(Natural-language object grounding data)
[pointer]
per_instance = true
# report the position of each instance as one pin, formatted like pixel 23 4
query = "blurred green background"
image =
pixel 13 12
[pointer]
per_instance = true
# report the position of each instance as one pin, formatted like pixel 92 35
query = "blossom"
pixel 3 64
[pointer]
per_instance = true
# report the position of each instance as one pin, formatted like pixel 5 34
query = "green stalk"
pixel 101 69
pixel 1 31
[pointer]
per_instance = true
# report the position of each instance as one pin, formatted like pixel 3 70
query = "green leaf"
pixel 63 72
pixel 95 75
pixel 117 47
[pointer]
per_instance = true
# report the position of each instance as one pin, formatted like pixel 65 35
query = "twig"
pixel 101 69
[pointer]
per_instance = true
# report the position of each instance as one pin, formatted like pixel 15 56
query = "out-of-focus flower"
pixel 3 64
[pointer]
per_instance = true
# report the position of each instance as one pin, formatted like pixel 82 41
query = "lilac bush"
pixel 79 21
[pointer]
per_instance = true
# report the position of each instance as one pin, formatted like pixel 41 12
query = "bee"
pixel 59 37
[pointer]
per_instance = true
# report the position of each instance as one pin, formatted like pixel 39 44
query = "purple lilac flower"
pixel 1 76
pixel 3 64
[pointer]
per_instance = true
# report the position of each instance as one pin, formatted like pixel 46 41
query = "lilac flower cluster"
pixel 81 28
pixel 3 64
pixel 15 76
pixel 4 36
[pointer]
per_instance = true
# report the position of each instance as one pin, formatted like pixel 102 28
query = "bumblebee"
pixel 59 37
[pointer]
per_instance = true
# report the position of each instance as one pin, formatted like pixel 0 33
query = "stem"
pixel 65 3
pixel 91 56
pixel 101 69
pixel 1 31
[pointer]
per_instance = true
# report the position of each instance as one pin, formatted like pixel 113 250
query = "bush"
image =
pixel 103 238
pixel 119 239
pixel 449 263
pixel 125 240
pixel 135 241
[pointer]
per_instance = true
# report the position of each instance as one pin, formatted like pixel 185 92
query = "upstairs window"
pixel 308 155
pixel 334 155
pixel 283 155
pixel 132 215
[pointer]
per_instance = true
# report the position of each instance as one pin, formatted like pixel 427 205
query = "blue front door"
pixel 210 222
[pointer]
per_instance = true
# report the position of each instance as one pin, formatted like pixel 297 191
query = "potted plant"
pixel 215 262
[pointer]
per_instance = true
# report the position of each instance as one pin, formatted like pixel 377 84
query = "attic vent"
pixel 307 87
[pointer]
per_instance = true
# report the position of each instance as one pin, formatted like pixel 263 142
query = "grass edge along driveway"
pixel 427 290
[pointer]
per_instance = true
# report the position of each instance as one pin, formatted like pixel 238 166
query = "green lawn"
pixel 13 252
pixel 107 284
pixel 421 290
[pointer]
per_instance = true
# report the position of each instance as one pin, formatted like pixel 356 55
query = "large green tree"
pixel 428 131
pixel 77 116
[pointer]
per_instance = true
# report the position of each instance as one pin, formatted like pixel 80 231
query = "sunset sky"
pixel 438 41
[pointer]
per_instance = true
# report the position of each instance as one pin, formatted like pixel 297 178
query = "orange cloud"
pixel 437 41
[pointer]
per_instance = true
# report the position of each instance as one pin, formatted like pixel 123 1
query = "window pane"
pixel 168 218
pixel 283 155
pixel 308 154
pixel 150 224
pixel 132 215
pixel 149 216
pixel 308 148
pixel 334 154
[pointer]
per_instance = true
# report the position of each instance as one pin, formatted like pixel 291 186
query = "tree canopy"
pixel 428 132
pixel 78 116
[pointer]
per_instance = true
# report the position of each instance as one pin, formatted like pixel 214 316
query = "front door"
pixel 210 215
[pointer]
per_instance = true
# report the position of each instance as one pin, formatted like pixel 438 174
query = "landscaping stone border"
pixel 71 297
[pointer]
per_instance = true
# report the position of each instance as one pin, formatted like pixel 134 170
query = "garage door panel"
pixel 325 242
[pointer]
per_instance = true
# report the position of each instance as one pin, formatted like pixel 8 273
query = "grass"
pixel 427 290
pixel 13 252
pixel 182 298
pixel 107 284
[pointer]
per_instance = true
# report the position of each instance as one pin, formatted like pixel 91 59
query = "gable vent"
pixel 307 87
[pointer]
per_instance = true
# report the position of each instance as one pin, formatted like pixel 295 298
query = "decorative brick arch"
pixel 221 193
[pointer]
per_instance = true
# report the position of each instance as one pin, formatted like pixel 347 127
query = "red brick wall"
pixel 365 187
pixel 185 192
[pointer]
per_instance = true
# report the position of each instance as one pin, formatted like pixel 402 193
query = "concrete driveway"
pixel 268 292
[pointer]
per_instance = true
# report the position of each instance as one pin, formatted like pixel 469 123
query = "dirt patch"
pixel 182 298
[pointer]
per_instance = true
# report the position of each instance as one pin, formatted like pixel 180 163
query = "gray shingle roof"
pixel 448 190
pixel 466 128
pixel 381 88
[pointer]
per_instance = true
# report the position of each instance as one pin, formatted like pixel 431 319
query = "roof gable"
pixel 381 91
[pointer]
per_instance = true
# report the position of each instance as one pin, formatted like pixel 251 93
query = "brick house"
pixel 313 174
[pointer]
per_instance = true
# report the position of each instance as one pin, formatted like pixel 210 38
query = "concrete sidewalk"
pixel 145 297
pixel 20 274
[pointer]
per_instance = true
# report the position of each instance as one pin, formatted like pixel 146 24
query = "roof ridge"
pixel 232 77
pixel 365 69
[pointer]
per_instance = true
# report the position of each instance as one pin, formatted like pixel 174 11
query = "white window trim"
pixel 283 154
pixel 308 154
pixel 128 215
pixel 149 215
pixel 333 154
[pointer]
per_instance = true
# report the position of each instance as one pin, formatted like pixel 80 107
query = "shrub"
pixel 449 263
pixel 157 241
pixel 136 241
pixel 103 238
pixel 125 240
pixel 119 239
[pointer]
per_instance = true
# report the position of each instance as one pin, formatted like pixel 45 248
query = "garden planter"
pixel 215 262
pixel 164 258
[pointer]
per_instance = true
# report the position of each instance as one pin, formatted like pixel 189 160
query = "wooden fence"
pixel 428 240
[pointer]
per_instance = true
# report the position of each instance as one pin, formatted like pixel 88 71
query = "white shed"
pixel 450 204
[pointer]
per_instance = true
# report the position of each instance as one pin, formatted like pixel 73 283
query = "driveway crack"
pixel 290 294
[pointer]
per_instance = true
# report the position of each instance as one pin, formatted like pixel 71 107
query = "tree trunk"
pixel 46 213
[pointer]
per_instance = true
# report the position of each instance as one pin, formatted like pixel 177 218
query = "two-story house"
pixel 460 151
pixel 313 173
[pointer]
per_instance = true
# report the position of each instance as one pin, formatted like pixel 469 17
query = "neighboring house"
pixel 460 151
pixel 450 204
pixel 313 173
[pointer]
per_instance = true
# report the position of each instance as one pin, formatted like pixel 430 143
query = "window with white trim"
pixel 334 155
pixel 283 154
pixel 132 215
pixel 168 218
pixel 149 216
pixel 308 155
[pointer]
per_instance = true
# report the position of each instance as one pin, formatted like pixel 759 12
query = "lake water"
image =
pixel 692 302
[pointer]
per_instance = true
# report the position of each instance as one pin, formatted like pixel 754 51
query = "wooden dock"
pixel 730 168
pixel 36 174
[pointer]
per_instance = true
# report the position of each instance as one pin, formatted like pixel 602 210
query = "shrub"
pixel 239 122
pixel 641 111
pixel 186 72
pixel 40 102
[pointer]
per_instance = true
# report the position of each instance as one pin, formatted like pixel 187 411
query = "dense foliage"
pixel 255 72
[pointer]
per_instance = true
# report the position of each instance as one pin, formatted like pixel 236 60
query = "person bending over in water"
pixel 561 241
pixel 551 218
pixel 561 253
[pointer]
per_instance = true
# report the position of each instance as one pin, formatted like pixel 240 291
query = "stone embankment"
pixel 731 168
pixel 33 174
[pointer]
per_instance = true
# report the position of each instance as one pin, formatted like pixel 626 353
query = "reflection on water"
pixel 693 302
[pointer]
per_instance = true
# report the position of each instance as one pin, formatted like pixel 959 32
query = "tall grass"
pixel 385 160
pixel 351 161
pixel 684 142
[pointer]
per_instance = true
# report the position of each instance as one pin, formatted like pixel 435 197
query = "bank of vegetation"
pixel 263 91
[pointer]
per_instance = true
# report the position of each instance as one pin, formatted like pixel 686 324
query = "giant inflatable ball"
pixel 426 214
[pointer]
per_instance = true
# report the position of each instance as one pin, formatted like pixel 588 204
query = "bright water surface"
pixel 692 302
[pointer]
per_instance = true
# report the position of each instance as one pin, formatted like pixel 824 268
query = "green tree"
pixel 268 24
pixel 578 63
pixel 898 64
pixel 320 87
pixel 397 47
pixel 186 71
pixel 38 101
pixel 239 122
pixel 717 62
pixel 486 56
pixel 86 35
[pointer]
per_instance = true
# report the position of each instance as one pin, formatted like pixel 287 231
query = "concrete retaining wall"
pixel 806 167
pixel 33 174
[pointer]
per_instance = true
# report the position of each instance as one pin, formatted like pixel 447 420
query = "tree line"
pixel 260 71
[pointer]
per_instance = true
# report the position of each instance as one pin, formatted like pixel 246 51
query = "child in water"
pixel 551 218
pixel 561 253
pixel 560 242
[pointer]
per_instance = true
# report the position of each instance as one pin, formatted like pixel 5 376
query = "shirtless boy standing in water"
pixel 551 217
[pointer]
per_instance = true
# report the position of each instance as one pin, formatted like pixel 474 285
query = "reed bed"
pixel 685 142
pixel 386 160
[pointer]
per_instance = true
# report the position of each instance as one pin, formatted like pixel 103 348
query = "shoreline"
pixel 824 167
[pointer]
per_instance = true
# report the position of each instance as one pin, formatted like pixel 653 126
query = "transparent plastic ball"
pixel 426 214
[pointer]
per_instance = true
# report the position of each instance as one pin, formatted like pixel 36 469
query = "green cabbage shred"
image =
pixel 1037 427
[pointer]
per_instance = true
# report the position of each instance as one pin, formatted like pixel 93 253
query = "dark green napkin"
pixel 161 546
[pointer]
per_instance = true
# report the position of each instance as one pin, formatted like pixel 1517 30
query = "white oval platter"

• **EXERCISE OBJECTIVE**:
Using the records above, set down exactly the lines from the one with "pixel 82 41" through the one with "pixel 39 44", inclusive, and nothing more.

• **ANSWER TO THE PROBLEM**:
# report the position of each instance as one pin, formatted like pixel 82 41
query = "lilac bush"
pixel 79 21
[pointer]
per_instance = true
# report the position of each instance as one pin, formatted like pixel 41 12
query = "bee"
pixel 59 37
[pointer]
per_instance = true
# report the position of each instance as one pin, formatted like pixel 39 44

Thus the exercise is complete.